## SUPPLIED DATA
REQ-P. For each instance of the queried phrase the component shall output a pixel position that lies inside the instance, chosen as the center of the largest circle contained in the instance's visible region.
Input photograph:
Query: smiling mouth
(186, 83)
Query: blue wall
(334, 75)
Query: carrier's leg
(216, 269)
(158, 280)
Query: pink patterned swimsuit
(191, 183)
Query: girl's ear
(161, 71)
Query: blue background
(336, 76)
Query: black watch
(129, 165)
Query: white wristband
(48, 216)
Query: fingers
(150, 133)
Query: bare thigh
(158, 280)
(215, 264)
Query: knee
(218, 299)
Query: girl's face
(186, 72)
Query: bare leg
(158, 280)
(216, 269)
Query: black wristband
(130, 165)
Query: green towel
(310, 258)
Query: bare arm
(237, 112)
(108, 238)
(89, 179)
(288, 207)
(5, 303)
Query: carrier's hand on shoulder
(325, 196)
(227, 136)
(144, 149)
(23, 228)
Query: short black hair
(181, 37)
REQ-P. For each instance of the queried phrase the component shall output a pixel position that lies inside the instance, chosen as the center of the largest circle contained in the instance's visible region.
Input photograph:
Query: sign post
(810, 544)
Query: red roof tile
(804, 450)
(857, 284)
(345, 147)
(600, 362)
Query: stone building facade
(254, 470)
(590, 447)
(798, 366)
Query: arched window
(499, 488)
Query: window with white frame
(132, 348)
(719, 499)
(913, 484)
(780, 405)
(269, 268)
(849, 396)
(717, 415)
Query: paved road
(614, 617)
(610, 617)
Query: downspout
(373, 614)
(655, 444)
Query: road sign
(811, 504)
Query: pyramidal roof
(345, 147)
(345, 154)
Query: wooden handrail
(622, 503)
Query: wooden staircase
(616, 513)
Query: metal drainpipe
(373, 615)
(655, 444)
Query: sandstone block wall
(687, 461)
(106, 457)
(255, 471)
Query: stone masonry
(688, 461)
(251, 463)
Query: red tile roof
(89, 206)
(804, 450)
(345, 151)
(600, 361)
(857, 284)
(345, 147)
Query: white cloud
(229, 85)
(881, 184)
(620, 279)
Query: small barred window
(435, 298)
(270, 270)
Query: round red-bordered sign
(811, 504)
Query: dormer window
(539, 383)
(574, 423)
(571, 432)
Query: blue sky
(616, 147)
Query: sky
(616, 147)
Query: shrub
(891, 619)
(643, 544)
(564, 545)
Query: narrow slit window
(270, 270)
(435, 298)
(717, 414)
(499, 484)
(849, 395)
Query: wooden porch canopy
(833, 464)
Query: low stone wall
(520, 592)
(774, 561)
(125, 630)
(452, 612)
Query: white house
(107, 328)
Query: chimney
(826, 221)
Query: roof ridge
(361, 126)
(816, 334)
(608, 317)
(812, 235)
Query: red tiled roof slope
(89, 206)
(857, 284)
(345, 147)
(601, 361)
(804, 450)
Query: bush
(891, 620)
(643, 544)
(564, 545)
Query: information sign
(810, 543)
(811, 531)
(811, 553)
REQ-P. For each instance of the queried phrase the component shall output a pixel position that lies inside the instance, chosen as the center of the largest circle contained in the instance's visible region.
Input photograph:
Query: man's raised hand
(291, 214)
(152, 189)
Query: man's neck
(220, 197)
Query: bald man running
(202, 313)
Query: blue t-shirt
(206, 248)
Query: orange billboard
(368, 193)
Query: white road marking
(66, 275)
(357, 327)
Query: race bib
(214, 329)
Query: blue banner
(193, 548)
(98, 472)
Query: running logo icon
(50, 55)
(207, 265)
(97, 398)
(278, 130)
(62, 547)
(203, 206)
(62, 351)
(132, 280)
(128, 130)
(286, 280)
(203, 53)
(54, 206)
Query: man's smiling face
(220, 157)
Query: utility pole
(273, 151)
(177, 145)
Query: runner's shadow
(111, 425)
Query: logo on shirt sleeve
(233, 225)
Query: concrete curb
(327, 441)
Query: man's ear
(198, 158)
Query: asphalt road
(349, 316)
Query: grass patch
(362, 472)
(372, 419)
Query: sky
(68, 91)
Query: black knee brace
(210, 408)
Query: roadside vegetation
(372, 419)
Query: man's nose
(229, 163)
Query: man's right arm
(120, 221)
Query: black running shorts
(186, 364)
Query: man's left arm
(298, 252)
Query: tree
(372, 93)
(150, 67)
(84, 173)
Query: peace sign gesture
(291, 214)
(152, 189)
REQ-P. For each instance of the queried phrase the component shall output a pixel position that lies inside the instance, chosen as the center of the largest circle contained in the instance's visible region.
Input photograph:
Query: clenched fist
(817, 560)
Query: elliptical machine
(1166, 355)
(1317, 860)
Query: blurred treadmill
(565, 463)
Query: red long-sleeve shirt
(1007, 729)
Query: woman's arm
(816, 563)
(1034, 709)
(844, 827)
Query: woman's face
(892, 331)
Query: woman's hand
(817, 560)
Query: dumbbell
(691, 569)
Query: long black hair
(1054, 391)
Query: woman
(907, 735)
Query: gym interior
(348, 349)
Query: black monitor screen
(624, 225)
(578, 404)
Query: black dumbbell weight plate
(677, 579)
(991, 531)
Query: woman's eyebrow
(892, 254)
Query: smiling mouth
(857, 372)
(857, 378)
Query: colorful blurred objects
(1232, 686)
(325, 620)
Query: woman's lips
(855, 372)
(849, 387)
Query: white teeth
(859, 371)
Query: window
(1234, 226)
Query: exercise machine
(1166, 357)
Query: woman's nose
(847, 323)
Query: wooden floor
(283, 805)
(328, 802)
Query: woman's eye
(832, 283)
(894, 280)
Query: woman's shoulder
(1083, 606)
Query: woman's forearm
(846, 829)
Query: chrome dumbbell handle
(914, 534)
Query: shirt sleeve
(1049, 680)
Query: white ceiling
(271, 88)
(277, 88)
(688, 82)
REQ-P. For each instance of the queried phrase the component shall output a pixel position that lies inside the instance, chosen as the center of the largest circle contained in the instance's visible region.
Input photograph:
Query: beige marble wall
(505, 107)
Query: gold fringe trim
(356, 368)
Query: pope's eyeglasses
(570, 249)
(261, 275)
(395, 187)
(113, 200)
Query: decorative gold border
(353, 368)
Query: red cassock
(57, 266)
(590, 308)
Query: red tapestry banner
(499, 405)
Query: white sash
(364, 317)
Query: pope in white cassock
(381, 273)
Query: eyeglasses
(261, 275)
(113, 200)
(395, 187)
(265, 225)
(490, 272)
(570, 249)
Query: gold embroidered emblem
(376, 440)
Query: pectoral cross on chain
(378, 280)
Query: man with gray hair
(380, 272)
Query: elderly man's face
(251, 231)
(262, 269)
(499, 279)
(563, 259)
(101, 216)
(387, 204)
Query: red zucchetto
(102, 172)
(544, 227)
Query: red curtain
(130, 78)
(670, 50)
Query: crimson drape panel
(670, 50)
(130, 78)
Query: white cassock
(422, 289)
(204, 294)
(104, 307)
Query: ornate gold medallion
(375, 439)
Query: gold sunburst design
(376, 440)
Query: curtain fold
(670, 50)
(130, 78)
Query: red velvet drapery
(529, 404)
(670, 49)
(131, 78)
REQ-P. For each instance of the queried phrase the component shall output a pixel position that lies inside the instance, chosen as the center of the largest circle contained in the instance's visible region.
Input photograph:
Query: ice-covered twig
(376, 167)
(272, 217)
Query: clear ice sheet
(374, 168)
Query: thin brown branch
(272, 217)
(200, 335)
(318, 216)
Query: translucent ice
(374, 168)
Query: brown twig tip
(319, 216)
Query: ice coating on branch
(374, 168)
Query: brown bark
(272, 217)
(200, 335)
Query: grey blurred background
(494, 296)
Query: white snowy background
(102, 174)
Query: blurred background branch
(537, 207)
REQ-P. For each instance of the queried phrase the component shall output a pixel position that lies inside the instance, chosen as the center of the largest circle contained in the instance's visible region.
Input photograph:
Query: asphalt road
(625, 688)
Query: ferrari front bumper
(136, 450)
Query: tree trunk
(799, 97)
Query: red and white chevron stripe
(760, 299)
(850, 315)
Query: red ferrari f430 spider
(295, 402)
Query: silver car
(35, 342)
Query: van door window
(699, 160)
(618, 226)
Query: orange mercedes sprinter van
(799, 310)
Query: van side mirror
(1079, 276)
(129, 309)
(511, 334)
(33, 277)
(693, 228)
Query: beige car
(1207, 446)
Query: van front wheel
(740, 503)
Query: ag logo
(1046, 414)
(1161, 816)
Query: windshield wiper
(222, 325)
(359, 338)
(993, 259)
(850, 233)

## EXERCISE TASK
Which lines run from the one containing "Query: clear ice sheet" to the end of the entries above? Quote exactly those, and only those.

## RESPONSE FOR THIS EXERCISE
Query: clear ice sheet
(374, 168)
Query: thin brown branch
(272, 217)
(200, 335)
(318, 216)
Query: translucent ice
(374, 168)
Query: brown twig tip
(319, 216)
Query: ice coating on branch
(374, 168)
Query: brown bark
(272, 217)
(200, 335)
Query: grey blurred background
(494, 296)
Query: white snowy background
(102, 174)
Query: blurred background branch
(537, 207)
REQ-P. For each instance of the queried phrase the component shall output a pixel position that lies inside the instance, chosen as the center of the largest circle contained in the instance's visible region.
Input photograph:
Query: asphalt road
(625, 688)
Query: ferrari front bumper
(136, 450)
Query: tree trunk
(799, 97)
Query: red and white chevron stripe
(760, 299)
(850, 315)
Query: red ferrari f430 spider
(295, 402)
Query: silver car
(35, 342)
Query: van door window
(699, 160)
(618, 226)
Query: orange mercedes sprinter van
(799, 310)
Query: van side mirror
(1079, 276)
(129, 309)
(511, 334)
(33, 277)
(693, 228)
Query: beige car
(1207, 446)
Query: van front wheel
(740, 503)
Query: ag logo
(1046, 414)
(1161, 816)
Query: windshield wiper
(222, 325)
(359, 338)
(993, 259)
(850, 233)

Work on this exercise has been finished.